---------- Data extract ----------

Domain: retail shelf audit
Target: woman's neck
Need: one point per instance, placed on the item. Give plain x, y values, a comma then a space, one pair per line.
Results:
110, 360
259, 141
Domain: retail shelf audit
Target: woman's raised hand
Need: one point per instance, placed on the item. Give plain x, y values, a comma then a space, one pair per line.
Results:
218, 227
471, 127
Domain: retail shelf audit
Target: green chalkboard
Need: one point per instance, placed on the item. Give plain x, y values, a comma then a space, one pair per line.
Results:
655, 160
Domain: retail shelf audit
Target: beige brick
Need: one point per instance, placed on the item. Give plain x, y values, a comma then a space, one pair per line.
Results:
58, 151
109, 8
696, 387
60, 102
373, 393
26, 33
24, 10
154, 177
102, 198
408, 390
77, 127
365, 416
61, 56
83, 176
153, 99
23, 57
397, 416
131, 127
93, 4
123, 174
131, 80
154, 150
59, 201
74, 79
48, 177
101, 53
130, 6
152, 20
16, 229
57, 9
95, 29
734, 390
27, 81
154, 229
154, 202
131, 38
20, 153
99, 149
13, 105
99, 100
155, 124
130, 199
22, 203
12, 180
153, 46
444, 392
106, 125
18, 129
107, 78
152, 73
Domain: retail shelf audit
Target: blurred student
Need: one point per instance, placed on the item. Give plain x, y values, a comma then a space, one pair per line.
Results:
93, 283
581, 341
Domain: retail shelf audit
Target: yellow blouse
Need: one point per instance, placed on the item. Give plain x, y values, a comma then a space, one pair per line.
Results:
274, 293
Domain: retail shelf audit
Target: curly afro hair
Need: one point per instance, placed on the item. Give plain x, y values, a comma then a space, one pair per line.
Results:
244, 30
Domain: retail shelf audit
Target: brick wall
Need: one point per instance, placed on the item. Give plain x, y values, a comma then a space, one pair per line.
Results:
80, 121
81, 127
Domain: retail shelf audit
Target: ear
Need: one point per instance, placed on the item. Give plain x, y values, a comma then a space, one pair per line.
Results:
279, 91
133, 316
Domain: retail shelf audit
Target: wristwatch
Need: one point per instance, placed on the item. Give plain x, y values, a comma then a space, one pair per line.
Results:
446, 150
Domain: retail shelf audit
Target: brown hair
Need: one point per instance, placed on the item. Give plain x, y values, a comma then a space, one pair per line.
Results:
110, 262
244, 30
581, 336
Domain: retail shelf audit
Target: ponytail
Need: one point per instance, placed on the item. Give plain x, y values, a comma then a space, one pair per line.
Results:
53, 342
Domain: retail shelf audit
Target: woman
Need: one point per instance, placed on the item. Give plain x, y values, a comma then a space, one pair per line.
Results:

----------

What to produce | Please give back all of the records exactly as written.

Expected output |
Domain: retail shelf audit
Target: woman's neck
Need: one point per instance, placed on the item. Give plain x, y values, a comma then a space, one pair per line.
Results:
110, 360
259, 141
Domain: retail shelf audit
Target: woman's raised hand
Need: one point per instance, placed on the item. Give plain x, y values, a comma then a space, one pair per line.
Results:
218, 227
471, 127
Domain: retail shelf audit
Target: green chalkboard
Need: one point per instance, placed on the item. Give plain x, y values, a comma then a space, one pair per line.
Results:
655, 160
Domain: retail shelf audit
Target: beige brick
Need: one point per instance, placed on the item. Give plain x, y values, a comma then a space, one pair per line.
Results:
58, 151
109, 8
696, 387
60, 102
373, 393
26, 33
24, 10
154, 177
102, 198
408, 390
77, 127
365, 416
61, 56
83, 176
153, 99
23, 57
397, 416
131, 127
93, 4
123, 174
131, 80
154, 150
59, 201
74, 79
48, 177
101, 53
130, 6
152, 20
16, 229
57, 9
95, 29
734, 390
27, 81
154, 229
154, 202
131, 38
20, 153
99, 149
13, 105
99, 100
155, 124
130, 199
22, 203
12, 180
153, 46
444, 392
106, 125
18, 129
107, 78
152, 73
Domain: retail shelf audit
Target: blurred student
Need: one point per instance, placed on the item. Give plain x, y values, a comma then a space, one pair per line.
Results:
93, 283
581, 341
Domain: retail shelf audit
Target: yellow blouse
Need: one point per instance, placed on the item. Give plain x, y values, a comma then a space, one pair per line.
Results:
274, 293
Domain: retail shelf audit
Target: curly afro hair
Need: one point per instance, placed on the item. Give plain x, y values, a comma then a space, one pair per line.
Results:
244, 30
Domain: retail shelf audit
Target: brick wall
Need: one point per instance, placed on the item. Give plain x, y values, a comma then a space, one pair per line.
Results:
80, 121
81, 127
Domain: retail shelf audit
Target: ear
Need: one point per instance, placed on the item. Give plain x, y values, a comma then a space, one pair per line.
Results:
279, 91
133, 316
Domain: retail shelf audit
Target: wristwatch
Need: one point per instance, placed on the item. Give plain x, y values, a comma then a space, one pair per line.
Results:
446, 150
Domain: retail shelf audit
Target: brown hair
Need: one point per instance, placed on the item. Give plain x, y values, a comma then a space, one pair per line.
Results:
110, 262
244, 30
581, 336
Domain: retail shelf audit
Target: ponytail
Need: one point per instance, placed on the item. Give plain x, y values, a comma then a space, one pair per line.
Results:
53, 342
Domain: retail shelf audit
Target: woman
Need: one point per instance, placed on the item. Give plain x, y values, a comma then a space, one pair per line.
Results:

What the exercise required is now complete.